**Supplied entries:**
+---+

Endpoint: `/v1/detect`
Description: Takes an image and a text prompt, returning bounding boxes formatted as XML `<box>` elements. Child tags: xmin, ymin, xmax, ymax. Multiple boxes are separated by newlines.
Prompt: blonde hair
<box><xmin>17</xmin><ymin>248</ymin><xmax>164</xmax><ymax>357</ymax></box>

+---+

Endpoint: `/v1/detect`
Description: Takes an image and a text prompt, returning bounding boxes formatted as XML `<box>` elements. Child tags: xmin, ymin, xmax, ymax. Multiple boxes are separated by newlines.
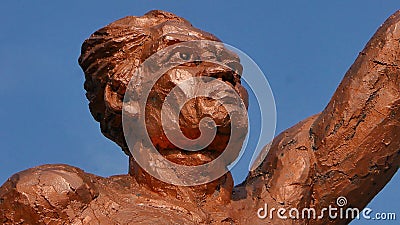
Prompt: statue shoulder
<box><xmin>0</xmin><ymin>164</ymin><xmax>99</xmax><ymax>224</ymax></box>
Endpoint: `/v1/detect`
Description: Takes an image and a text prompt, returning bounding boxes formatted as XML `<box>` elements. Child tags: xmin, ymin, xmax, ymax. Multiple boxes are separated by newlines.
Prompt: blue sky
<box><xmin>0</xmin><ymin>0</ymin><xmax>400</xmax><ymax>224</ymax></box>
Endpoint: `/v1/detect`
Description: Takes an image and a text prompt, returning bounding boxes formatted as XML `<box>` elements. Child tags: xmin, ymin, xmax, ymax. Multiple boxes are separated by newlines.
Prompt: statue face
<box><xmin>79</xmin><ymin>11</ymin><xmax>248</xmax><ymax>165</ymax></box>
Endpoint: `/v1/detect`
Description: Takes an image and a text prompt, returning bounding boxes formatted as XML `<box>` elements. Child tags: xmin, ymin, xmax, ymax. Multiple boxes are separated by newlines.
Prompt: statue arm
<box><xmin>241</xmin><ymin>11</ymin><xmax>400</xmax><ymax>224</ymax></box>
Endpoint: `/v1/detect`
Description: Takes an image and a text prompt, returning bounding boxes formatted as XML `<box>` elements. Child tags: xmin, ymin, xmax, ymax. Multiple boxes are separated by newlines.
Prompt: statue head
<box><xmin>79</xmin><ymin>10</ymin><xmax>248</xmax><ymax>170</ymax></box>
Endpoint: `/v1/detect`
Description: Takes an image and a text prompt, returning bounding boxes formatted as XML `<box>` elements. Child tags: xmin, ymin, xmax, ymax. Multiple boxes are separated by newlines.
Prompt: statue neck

+---+

**Your objective:** Copy out every line in the records above that contains the word "statue".

**Result of the task:**
Prompt: statue shoulder
Prompt: statue face
Prompt: statue arm
Prompt: statue head
Prompt: statue neck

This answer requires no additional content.